▸ **提供された文章**
☆ ☆ ☆
最近ある宿題SE業界について調べていると、初めて人月という言葉知りました。
英語では Time and Materialというらしいです
気になって色々なIT企業を調べてみると、「脱人月商売、次はサービス型へ」と多くの企業がうたっていました。

アキ

全くその言葉の意味が分からなかったので、困ったときは専門家に!
というわけでこのページでは元SE(システムエンジニア)の西野さんに、SEの仕事と人月商売、そしてサービス型について、現状をうかがいます!

アキ

【前回まで】
実は以前、西野さんにはSEの仕事とIT業界の商売について初心者向けに解説をしてもらいました。
その時に、エンジニアのキャリアを考えるなら、「請負型でもWEB系でもない、第3の強い商売がある」とうかがいました。

アキ

その秘密を知りたかったのですが西野さんにはぐらかされ……
「強烈な自社サービス」というヒントと、「グーグル、Facebook、NTTデータの営業利益率を調べる」という宿題だけをもらいました。

アキ

その宿題を調べていて「人月」という言葉に出会ったんですが、何の関係があるんだろう。。

アキ

西野さん、あらためてよろしくお願いします。

アキ

マーケター西野

どうもー。
満員電車を逃れるようにしてSEを辞めた西野です。
よろしくね。
西野さんは謎だらけなのですが、元々は大手IT企業でエンジニアをなさっていたんですよね?

アキ

マーケター西野

そう、東京の海の近くにオフィスがあるSIerでね。
元請けなら、給料は悪くない。
働き方も最近は良くなってきている。

でも、やっぱり仕事の中身と、将来性を考えて辞めた!

それでお祭りのテキ屋デビューしたわけですね?

アキ

マーケター西野

いや屋台は趣味!(笑)
本業はアフィリエイトとWEBマーケティングなんでね。
失礼しました(笑)

アキ

マーケター西野

ところで宿題は調べてきたかい?
調べました!

アキ

マーケター西野

マジメだねえ。
では、後で人月と、第3の商売のサービス型について話すことにしよう。
ではそんな経験者の西野さんに、SEの人月商売、そして魅力と現実を教えていただこうと思います!

アキ

IT業界の単価「人月」の意味とは

西野さん、宿題を調べていると人月という言葉に出会ったのですが、この意味を教えてください。

アキ

人月とは工数とSEの人件費

マーケター西野

いいだろう。
人月とは、ひとりのエンジニアが一ヶ月働いた成果物に対して、1ヶ月分の工数賃を支払う商売のことだ。
人月の工数と単価の計算
例えばエンジニア一人当たりの人件費が月80万円かかるとする。
☆ ☆ ☆
▸ **データ**

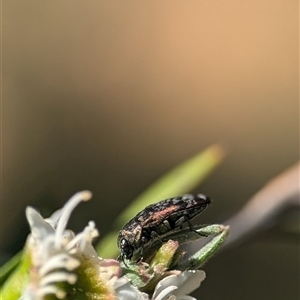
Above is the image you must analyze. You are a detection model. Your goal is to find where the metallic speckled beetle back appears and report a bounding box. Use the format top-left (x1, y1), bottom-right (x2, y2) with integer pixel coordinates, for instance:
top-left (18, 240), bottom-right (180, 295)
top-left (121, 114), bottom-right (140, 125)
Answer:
top-left (118, 194), bottom-right (211, 261)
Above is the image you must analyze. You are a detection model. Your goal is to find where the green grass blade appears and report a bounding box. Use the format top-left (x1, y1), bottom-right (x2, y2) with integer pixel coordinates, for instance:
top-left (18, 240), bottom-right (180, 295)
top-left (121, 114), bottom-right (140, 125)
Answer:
top-left (97, 145), bottom-right (225, 257)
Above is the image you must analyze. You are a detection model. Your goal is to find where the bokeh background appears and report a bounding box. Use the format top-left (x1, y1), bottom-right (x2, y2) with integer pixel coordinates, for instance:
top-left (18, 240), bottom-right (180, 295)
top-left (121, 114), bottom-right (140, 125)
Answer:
top-left (1, 0), bottom-right (299, 300)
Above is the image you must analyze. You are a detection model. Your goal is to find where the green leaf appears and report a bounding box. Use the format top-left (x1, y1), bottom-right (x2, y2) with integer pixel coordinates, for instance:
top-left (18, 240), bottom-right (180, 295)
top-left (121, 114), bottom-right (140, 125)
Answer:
top-left (0, 252), bottom-right (22, 286)
top-left (0, 251), bottom-right (31, 300)
top-left (97, 145), bottom-right (225, 257)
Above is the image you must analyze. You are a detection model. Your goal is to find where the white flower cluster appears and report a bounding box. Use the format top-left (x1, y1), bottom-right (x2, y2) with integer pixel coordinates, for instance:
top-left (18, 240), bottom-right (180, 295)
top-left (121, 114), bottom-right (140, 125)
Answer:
top-left (21, 191), bottom-right (205, 300)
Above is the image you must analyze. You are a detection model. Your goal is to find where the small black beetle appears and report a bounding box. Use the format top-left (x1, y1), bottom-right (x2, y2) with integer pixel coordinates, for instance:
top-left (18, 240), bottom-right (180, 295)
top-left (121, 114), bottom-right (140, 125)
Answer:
top-left (118, 194), bottom-right (211, 261)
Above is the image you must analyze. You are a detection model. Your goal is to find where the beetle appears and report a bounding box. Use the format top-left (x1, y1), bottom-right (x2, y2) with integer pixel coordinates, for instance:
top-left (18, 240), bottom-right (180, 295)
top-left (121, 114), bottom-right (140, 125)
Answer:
top-left (117, 194), bottom-right (211, 262)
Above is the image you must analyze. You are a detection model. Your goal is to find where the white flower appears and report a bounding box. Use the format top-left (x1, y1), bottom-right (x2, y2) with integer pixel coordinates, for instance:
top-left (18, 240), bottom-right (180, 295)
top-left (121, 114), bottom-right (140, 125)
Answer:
top-left (115, 270), bottom-right (205, 300)
top-left (21, 191), bottom-right (205, 300)
top-left (22, 191), bottom-right (121, 300)
top-left (153, 270), bottom-right (205, 300)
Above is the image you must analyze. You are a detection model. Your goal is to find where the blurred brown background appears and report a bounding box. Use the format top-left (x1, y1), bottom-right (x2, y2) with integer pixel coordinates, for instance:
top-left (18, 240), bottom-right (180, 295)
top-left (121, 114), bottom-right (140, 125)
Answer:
top-left (1, 0), bottom-right (299, 299)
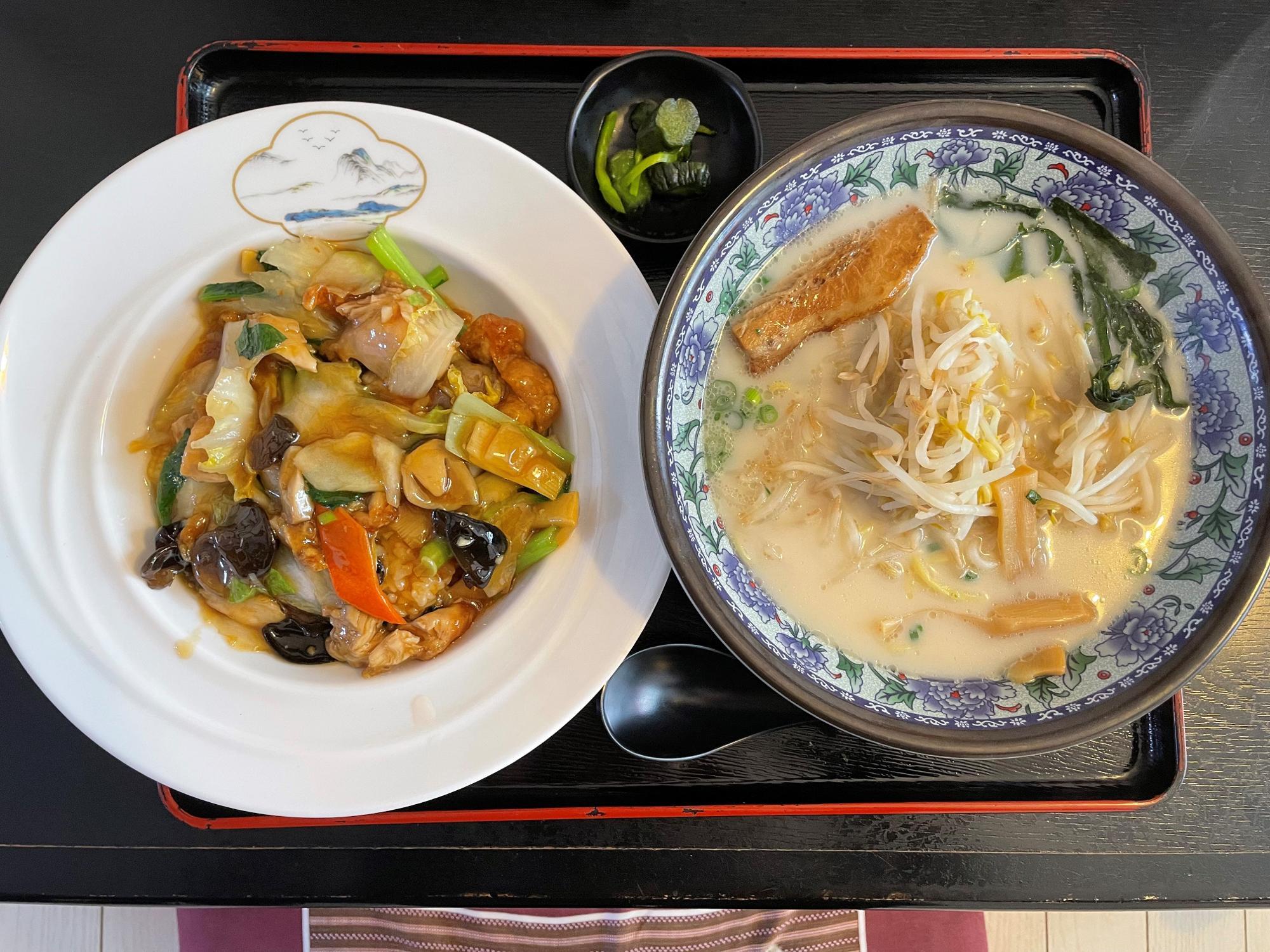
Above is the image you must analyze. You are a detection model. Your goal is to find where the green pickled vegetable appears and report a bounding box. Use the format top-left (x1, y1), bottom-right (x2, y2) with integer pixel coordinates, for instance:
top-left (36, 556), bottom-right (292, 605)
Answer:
top-left (305, 481), bottom-right (362, 509)
top-left (630, 99), bottom-right (658, 132)
top-left (596, 109), bottom-right (626, 215)
top-left (617, 152), bottom-right (679, 192)
top-left (366, 225), bottom-right (432, 288)
top-left (236, 321), bottom-right (287, 360)
top-left (1049, 198), bottom-right (1156, 283)
top-left (653, 99), bottom-right (701, 147)
top-left (155, 430), bottom-right (189, 526)
top-left (608, 149), bottom-right (653, 212)
top-left (648, 161), bottom-right (710, 195)
top-left (198, 281), bottom-right (264, 303)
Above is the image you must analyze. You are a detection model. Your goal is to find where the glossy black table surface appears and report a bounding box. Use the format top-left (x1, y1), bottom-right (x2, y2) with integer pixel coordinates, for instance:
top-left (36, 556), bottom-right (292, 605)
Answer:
top-left (0, 0), bottom-right (1270, 906)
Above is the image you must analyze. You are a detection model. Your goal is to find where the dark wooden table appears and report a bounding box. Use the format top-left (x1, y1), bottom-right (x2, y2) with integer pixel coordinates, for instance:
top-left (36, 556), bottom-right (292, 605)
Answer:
top-left (0, 0), bottom-right (1270, 906)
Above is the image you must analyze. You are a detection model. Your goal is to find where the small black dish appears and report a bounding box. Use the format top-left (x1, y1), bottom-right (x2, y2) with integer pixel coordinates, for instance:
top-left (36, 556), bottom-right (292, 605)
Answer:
top-left (566, 50), bottom-right (763, 244)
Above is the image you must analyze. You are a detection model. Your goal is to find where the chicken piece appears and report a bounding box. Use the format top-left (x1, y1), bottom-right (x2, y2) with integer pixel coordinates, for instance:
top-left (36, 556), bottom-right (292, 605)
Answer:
top-left (325, 272), bottom-right (409, 381)
top-left (732, 206), bottom-right (936, 377)
top-left (458, 314), bottom-right (560, 433)
top-left (323, 605), bottom-right (384, 668)
top-left (197, 594), bottom-right (287, 628)
top-left (380, 529), bottom-right (455, 618)
top-left (279, 517), bottom-right (326, 572)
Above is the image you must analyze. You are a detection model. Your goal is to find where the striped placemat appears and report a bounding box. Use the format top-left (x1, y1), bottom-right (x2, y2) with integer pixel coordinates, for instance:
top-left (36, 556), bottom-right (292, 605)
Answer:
top-left (309, 906), bottom-right (862, 952)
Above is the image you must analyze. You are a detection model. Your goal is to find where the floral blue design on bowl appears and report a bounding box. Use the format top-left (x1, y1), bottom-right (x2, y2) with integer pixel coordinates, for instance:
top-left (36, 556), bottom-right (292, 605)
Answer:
top-left (662, 119), bottom-right (1267, 730)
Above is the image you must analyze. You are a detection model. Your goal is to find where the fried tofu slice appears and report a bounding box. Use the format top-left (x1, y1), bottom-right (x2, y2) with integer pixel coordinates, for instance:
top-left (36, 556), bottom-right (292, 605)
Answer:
top-left (732, 206), bottom-right (936, 376)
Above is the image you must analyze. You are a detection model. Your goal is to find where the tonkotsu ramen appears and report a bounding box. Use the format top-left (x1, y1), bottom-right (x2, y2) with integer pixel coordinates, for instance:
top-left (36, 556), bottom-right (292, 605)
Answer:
top-left (704, 192), bottom-right (1190, 682)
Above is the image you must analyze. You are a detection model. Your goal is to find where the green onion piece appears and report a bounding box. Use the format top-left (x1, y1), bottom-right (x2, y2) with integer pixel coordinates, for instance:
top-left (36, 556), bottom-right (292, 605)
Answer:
top-left (617, 152), bottom-right (679, 192)
top-left (305, 480), bottom-right (362, 509)
top-left (596, 109), bottom-right (626, 215)
top-left (155, 430), bottom-right (189, 526)
top-left (706, 380), bottom-right (737, 413)
top-left (235, 321), bottom-right (287, 360)
top-left (198, 281), bottom-right (264, 303)
top-left (366, 225), bottom-right (432, 288)
top-left (264, 569), bottom-right (296, 598)
top-left (419, 537), bottom-right (455, 575)
top-left (212, 495), bottom-right (234, 526)
top-left (516, 526), bottom-right (560, 574)
top-left (230, 576), bottom-right (260, 604)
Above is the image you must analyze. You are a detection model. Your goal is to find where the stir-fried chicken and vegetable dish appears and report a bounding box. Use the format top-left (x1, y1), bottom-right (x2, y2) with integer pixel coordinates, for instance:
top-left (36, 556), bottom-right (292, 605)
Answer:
top-left (133, 227), bottom-right (578, 677)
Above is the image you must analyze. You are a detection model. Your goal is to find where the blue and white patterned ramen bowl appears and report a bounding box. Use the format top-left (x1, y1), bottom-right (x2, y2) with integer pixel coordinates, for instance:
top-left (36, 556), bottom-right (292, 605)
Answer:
top-left (641, 100), bottom-right (1270, 757)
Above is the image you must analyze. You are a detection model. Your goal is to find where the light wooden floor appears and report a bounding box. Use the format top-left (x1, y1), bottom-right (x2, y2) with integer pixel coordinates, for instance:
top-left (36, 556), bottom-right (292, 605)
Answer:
top-left (0, 905), bottom-right (1270, 952)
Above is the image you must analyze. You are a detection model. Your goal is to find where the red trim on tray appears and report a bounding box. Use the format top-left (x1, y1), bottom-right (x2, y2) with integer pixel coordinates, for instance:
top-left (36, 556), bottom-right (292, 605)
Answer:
top-left (166, 39), bottom-right (1168, 830)
top-left (177, 39), bottom-right (1151, 155)
top-left (159, 691), bottom-right (1186, 830)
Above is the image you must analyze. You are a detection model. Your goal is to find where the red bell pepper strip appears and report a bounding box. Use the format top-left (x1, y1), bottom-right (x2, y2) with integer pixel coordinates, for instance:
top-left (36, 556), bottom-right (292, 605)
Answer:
top-left (318, 506), bottom-right (405, 625)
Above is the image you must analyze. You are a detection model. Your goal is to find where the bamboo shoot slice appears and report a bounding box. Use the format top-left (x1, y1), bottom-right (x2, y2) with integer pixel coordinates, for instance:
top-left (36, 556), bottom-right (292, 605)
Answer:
top-left (992, 466), bottom-right (1036, 579)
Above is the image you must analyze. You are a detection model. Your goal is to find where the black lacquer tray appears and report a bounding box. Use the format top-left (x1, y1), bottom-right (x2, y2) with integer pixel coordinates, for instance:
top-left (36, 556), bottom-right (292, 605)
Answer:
top-left (160, 41), bottom-right (1185, 829)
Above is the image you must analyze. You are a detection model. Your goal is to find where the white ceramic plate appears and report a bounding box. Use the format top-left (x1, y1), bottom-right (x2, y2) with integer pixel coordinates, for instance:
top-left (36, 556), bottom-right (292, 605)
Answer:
top-left (0, 103), bottom-right (668, 816)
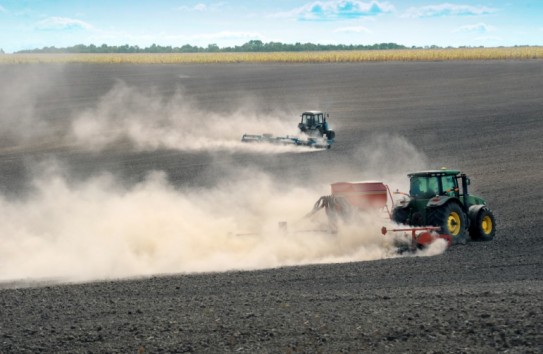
☆ ☆ ☆
▸ **課題一覧**
A. 人月商売についての文章から、「全くその言葉の意味が分からなかったので、困ったときは専門家に!」から「けに解説をしてもらいました。」までの部分をそのまま出力してください。
B. レコードのうち、「where the beetle」を含む行から「top-left (153, 270), bottom-right (205, 300)」を含む行まで(両端の行を含む)を、「detection model」を「object detector」に差し替え、ほかは一切変えずに出力してください。

▸ **課題ごとの出力**
A.
全くその言葉の意味が分からなかったので、困ったときは専門家に!
というわけでこのページでは元SE(システムエンジニア)の西野さんに、SEの仕事と人月商売、そしてサービス型について、現状をうかがいます!

アキ

【前回まで】
実は以前、西野さんにはSEの仕事とIT業界の商売について初心者向けに解説をしてもらいました。

B.
Above is the image you must analyze. You are a object detector. Your goal is to find where the beetle appears and report a bounding box. Use the format top-left (x1, y1), bottom-right (x2, y2) with integer pixel coordinates, for instance:
top-left (18, 240), bottom-right (180, 295)
top-left (121, 114), bottom-right (140, 125)
Answer:
top-left (117, 194), bottom-right (211, 262)
Above is the image you must analyze. You are a object detector. Your goal is to find where the white flower appears and report a bounding box. Use the format top-left (x1, y1), bottom-right (x2, y2) with integer pixel coordinates, for instance:
top-left (18, 240), bottom-right (180, 295)
top-left (121, 114), bottom-right (140, 125)
Answer:
top-left (115, 270), bottom-right (205, 300)
top-left (21, 191), bottom-right (205, 300)
top-left (22, 191), bottom-right (121, 300)
top-left (153, 270), bottom-right (205, 300)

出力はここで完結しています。